**PROVIDED PASSAGE**:
· · ·

Arisaema Cum Bile (Dan Nan Xing)

Bile ArisaemaArisaema Cum Bile, also known as Dan Nan Xing in Pinyin, is commonly used in Traditional Chinese Medicine (TCM). As one of outstanding representatives of phlegm-resolving drugs, this herb has extensive applications on eliminating phlegm, relieving spasm, and alleviating pain. Compared to ancient preparation, today’s technique is slightly different. And now let’s take a look at what this amazing herb can do to your health.

What is Arisaema Cum Bile?

Also known as Rhizoma Arisaematis Cum Bile in Latin, bile arisaema actually means the process, or sometimes the fermentation, product of combining fine prepared arisaema powder with bile of ox, sheep or pig. The final products are square block or cylindrical, orange-brown, gray-brown, or brown-black, hard, slightly fishy, and bitter.

The processing is rather complex.

· · ·

**TASK DETAILS**: According to the passage on Arisaema Cum Bile, the fine prepared arisaema powder is combined with the bile of which animals?

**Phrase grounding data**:
· · ·

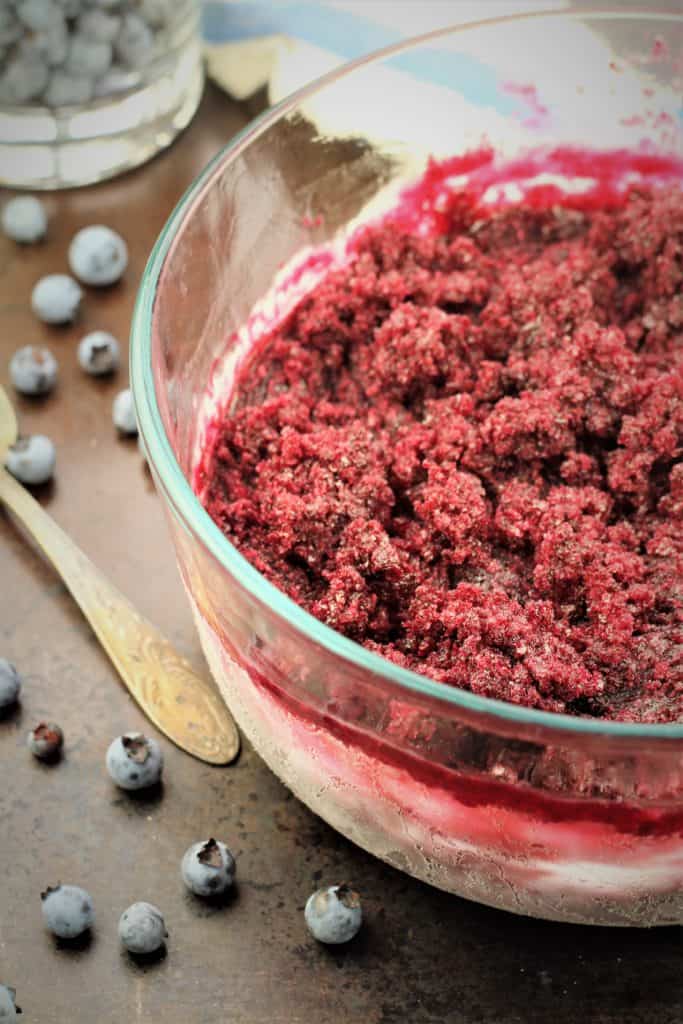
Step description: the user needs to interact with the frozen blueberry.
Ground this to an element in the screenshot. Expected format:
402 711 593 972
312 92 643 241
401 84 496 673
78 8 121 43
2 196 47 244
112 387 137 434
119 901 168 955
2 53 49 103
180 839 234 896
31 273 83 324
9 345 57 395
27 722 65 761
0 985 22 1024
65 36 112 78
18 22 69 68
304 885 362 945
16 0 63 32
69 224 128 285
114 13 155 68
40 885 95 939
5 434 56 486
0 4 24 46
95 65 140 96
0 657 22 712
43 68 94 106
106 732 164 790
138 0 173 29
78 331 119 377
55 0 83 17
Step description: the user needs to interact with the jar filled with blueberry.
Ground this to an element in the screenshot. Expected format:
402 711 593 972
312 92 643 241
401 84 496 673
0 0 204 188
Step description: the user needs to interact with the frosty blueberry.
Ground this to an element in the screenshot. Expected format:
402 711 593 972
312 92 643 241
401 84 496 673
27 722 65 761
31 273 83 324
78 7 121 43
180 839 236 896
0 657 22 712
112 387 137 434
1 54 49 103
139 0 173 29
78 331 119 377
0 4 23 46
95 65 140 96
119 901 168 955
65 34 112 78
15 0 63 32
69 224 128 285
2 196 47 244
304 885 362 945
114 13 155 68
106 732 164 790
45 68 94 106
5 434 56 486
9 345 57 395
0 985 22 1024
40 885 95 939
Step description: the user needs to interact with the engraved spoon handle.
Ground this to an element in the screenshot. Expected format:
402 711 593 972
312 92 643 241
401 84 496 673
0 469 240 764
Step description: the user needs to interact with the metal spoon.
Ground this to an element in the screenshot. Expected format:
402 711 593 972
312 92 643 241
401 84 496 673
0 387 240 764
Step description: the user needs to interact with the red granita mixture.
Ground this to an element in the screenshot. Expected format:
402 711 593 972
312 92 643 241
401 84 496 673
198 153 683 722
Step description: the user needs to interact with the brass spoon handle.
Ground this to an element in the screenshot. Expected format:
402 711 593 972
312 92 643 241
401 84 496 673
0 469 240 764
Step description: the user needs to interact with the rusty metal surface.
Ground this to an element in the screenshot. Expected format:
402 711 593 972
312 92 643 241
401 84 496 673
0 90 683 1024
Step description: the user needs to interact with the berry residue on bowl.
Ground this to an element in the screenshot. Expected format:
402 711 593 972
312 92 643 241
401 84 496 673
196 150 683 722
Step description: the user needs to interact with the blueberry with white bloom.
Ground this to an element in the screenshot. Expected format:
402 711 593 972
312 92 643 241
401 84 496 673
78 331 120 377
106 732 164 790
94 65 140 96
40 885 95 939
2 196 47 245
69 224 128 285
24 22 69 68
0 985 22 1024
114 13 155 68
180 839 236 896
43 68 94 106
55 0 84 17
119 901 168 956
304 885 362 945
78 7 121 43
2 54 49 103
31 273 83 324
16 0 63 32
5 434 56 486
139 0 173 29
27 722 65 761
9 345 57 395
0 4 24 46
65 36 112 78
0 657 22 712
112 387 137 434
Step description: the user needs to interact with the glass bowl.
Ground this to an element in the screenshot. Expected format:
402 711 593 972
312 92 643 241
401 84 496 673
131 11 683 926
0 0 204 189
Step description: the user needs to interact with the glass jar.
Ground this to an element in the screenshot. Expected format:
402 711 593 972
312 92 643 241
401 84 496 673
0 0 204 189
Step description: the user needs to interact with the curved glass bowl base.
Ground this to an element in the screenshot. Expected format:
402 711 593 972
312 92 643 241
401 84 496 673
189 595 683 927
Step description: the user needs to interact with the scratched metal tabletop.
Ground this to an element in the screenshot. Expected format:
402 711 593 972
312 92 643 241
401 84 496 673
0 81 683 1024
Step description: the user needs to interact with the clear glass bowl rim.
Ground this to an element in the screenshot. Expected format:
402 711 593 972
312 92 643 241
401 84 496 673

· · ·

**RESPONSE TO THIS TASK**: Ox, sheep, or pig.